**Written task**
Reproduce the lines below verbatim.

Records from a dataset
####################
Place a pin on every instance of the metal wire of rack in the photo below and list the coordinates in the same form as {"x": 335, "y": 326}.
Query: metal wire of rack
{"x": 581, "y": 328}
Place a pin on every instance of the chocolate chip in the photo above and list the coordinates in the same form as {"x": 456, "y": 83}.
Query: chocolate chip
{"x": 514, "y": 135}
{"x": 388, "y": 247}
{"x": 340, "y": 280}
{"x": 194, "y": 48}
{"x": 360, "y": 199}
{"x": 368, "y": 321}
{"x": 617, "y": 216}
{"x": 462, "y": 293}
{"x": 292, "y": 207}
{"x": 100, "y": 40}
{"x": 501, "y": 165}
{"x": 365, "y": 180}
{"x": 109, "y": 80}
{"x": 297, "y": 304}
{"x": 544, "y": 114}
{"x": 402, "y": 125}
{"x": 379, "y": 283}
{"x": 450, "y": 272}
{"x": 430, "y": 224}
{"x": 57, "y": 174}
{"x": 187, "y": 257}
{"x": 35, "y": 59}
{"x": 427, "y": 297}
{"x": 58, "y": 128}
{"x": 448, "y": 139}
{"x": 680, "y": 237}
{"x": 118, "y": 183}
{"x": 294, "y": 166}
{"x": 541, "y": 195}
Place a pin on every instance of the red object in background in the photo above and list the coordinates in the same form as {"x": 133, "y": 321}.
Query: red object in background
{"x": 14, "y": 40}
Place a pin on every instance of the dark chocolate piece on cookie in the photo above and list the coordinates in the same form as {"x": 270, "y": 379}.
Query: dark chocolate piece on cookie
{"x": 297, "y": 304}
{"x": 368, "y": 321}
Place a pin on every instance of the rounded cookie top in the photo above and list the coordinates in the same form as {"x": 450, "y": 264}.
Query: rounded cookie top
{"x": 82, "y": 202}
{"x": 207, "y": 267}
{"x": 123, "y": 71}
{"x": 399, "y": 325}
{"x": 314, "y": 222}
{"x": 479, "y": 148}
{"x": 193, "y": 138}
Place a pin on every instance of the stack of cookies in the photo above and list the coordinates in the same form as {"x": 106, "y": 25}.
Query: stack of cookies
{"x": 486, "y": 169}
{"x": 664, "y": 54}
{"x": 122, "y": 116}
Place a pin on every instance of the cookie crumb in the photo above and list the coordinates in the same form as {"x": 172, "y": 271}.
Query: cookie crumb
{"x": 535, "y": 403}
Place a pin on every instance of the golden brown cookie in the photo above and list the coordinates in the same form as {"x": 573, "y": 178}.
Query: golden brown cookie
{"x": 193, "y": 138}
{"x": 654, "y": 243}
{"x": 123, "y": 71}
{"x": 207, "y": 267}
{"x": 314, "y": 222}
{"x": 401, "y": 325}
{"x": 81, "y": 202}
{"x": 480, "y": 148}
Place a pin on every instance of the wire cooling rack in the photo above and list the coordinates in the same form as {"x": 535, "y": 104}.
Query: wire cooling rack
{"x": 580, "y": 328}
####################
**Response below**
Place a pin on every instance of the metal wire of rack in the photo below and list the coordinates in the same form as {"x": 335, "y": 326}.
Query: metal wire of rack
{"x": 581, "y": 328}
Place a pin on every instance of the chocolate chip in the photo above and list the coordinates in the same form as {"x": 456, "y": 83}.
Query: chocolate chip
{"x": 514, "y": 135}
{"x": 388, "y": 247}
{"x": 340, "y": 280}
{"x": 194, "y": 48}
{"x": 360, "y": 199}
{"x": 368, "y": 321}
{"x": 617, "y": 216}
{"x": 462, "y": 293}
{"x": 292, "y": 207}
{"x": 100, "y": 40}
{"x": 501, "y": 165}
{"x": 365, "y": 180}
{"x": 109, "y": 80}
{"x": 297, "y": 304}
{"x": 544, "y": 114}
{"x": 402, "y": 125}
{"x": 379, "y": 283}
{"x": 450, "y": 272}
{"x": 430, "y": 224}
{"x": 57, "y": 174}
{"x": 187, "y": 257}
{"x": 35, "y": 59}
{"x": 427, "y": 297}
{"x": 58, "y": 128}
{"x": 448, "y": 139}
{"x": 680, "y": 237}
{"x": 118, "y": 183}
{"x": 294, "y": 166}
{"x": 541, "y": 195}
Place a pin on every instance of the red object in background in the photo above and list the coordinates in the same form as {"x": 133, "y": 321}.
Query: red object in background
{"x": 14, "y": 40}
Place a pin on every instance of the dark chocolate piece on cookie in the photo above and list the coordinates in the same form as {"x": 270, "y": 379}.
Query: dark chocolate piece on cookie
{"x": 297, "y": 304}
{"x": 368, "y": 321}
Place a pin on every instance of the rounded cookie top in the photo above and list the coordinates in the same form as {"x": 450, "y": 264}.
Query: rounded cookie top
{"x": 82, "y": 202}
{"x": 207, "y": 267}
{"x": 123, "y": 71}
{"x": 399, "y": 325}
{"x": 314, "y": 222}
{"x": 479, "y": 148}
{"x": 193, "y": 138}
Place a pin on every instance of the stack of cookies in the photo above and list the coordinates in the same form as {"x": 106, "y": 25}.
Query: stack of cookies
{"x": 486, "y": 169}
{"x": 664, "y": 54}
{"x": 122, "y": 116}
Place a pin on every instance of the cookie crumb in the photo above and list the coordinates in the same form as {"x": 172, "y": 271}.
Query: cookie crumb
{"x": 535, "y": 403}
Place a pin on every instance of the golden brown cookie in the photo above and list the coordinates in the same form as {"x": 573, "y": 178}.
Query: golden brown cookie
{"x": 193, "y": 138}
{"x": 654, "y": 243}
{"x": 123, "y": 71}
{"x": 207, "y": 267}
{"x": 314, "y": 222}
{"x": 401, "y": 325}
{"x": 81, "y": 202}
{"x": 480, "y": 148}
Place a pin on every instance of the wire cooling rack in the photo above and list the coordinates in the same form as {"x": 535, "y": 104}.
Query: wire cooling rack
{"x": 580, "y": 328}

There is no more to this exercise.